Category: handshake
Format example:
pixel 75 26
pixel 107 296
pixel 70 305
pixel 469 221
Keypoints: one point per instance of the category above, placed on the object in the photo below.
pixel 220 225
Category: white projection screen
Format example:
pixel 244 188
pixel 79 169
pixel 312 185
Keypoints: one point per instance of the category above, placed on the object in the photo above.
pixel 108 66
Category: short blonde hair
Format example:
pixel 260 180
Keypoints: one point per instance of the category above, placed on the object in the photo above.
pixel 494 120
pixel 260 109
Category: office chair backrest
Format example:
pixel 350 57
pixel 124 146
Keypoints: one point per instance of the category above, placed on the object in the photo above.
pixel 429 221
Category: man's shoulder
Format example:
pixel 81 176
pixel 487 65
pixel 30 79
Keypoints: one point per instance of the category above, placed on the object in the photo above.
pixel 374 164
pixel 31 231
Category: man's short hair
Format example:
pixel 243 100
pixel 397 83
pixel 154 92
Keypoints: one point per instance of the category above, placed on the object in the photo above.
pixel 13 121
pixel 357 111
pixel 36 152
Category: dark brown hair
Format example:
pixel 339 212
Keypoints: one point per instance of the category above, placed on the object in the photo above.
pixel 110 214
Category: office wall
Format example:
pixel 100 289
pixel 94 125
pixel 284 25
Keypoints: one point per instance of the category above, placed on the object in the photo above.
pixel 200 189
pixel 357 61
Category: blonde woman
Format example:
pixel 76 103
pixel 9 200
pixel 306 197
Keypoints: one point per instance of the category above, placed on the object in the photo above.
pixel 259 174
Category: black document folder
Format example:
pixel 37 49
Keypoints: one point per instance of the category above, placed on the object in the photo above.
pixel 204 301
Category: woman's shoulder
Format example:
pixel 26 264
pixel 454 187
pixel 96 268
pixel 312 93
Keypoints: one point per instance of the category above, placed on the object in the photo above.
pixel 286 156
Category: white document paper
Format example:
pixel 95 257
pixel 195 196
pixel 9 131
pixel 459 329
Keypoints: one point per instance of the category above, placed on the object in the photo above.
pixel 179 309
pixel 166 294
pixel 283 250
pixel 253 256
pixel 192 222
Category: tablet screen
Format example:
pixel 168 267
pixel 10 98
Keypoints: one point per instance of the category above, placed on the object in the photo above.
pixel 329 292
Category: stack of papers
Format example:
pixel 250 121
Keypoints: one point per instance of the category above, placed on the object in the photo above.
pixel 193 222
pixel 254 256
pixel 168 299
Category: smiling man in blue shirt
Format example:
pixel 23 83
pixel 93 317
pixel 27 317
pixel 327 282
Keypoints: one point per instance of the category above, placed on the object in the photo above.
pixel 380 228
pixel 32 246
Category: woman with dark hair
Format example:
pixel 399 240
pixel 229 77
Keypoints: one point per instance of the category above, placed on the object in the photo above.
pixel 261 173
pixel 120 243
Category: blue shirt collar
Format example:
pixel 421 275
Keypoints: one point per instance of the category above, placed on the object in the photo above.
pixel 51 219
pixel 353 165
· · · ·
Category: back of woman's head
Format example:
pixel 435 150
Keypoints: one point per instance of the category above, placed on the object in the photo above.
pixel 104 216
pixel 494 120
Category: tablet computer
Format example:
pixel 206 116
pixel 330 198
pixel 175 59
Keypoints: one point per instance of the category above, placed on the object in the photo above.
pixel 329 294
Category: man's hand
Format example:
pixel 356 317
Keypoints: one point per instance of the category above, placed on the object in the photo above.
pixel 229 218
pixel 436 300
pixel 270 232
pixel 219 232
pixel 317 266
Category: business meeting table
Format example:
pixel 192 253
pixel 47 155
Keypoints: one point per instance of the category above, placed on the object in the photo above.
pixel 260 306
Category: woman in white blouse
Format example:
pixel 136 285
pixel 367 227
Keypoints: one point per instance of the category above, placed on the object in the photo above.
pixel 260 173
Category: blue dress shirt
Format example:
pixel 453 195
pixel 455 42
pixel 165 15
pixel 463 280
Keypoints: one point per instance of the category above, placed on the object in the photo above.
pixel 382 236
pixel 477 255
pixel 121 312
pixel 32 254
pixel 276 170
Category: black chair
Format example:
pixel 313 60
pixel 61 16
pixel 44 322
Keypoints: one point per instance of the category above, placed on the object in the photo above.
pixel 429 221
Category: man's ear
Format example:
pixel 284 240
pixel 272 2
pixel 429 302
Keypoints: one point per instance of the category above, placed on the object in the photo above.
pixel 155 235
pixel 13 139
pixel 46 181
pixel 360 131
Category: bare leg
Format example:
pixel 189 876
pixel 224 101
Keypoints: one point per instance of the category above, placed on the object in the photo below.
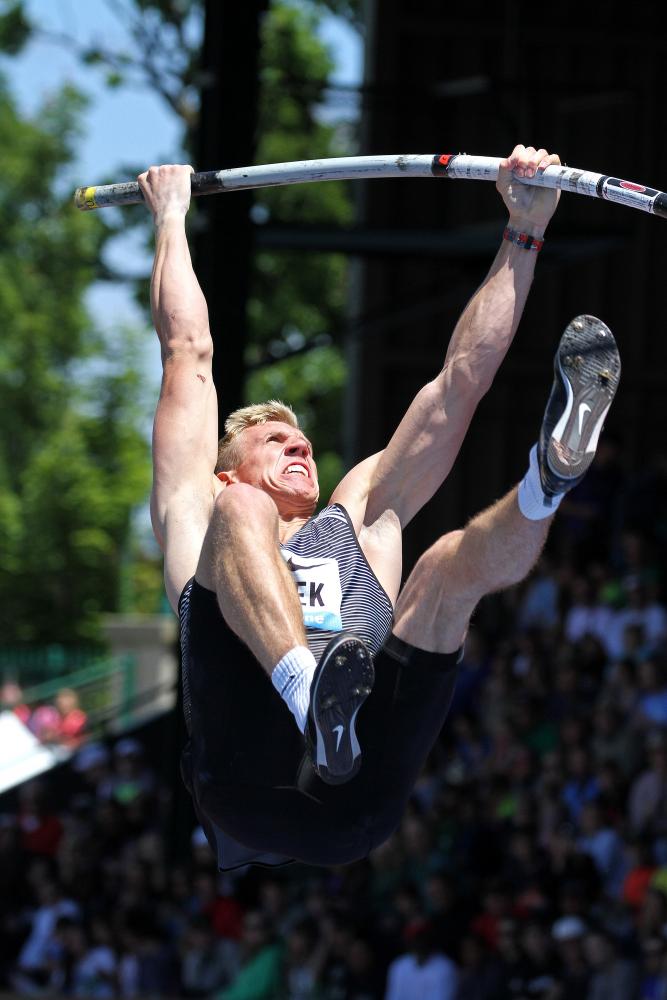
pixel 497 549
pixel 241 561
· · · ·
- _Exercise goal_:
Pull out each line of the records above that contains the string "office" and copy those lines in full.

- _Result for this exercise_:
Category: office chair backrest
Category: office wall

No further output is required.